Aim of the exercise: In the copy you make of the entries, no picture should appear, and every word must match.

Natural-language object grounding data:

==================================================

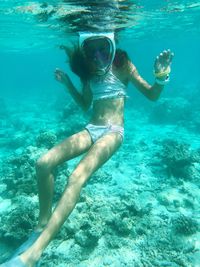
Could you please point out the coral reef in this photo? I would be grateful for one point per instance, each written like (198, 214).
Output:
(178, 158)
(185, 225)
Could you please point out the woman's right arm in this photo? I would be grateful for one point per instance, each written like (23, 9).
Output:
(84, 99)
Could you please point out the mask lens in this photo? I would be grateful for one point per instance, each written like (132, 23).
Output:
(99, 51)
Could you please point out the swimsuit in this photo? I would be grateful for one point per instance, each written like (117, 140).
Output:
(107, 86)
(104, 87)
(98, 131)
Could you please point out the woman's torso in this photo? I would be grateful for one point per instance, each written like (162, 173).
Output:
(110, 110)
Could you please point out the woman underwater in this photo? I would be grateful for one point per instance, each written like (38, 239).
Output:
(105, 73)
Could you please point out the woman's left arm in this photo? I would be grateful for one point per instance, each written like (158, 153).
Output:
(161, 72)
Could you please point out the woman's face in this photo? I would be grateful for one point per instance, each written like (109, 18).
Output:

==================================================

Task solution:
Could you please point out the coral reef in this photo? I would be grateful for one point per instance, each written like (198, 214).
Output:
(178, 158)
(185, 225)
Could you please point out the woman's right arm in this photo? I would be grateful for one point per instance, each written like (23, 9).
Output:
(84, 99)
Could you please point out the mask lens in this photo? I would be grateful for one point per instance, each written like (132, 23).
Output:
(99, 51)
Could you please point out the swimsuit in this photo? I would be grateful for one point per instance, each written like (117, 140).
Output:
(107, 86)
(104, 87)
(98, 131)
Could you please point out the woman's torso in this photo? I would be grateful for one point per instance, each written like (162, 173).
Output:
(110, 110)
Could you please point out the woman underwater in this photo? I would be grateful for one point per instance, each written like (38, 239).
Output:
(105, 73)
Could you please point out the woman's left arm in this photo? I would be grateful for one point per instance, each written like (158, 153).
Output:
(161, 72)
Could you please point out the woman's face in this photo? I would be grateful for one point per instance, each written like (109, 18).
Output:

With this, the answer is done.